§ **GOAL**
Rewrite the material below as a two-column CSV with the header instruction,response, one row per answer: the text that leads up to the answer goes in the first column and the answer goes in the second, each field in double quotes with line breaks replaced by spaces. Leave the pictures out.

§ **AVAILABLE RECORDS**
___

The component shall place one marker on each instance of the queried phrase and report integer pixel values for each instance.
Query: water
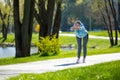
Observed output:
(10, 51)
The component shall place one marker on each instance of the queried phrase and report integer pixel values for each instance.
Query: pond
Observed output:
(10, 51)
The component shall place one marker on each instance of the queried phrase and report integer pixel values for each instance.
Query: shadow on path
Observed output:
(67, 64)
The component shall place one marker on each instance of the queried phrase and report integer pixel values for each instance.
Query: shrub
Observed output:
(48, 46)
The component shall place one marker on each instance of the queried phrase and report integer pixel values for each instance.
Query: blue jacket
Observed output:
(82, 32)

___

§ **RESULT OF THE TASK**
instruction,response
"The component shall place one marker on each instance of the queried phrase and report integer pixel values for each instance. Query: water Observed output:","(10, 51)"
"The component shall place one marker on each instance of the queried phrase and report integer pixel values for each instance. Query: pond Observed output:","(10, 51)"
"The component shall place one marker on each instance of the queried phrase and report integer pixel values for each instance. Query: shadow on path Observed output:","(67, 64)"
"The component shall place one marker on each instance of the queried phrase and report integer pixel values for each instance. Query: shrub Observed output:","(48, 46)"
"The component shall place one marker on each instance of the queried phrase and report integer pixel values for each instance. Query: blue jacket Observed output:","(82, 32)"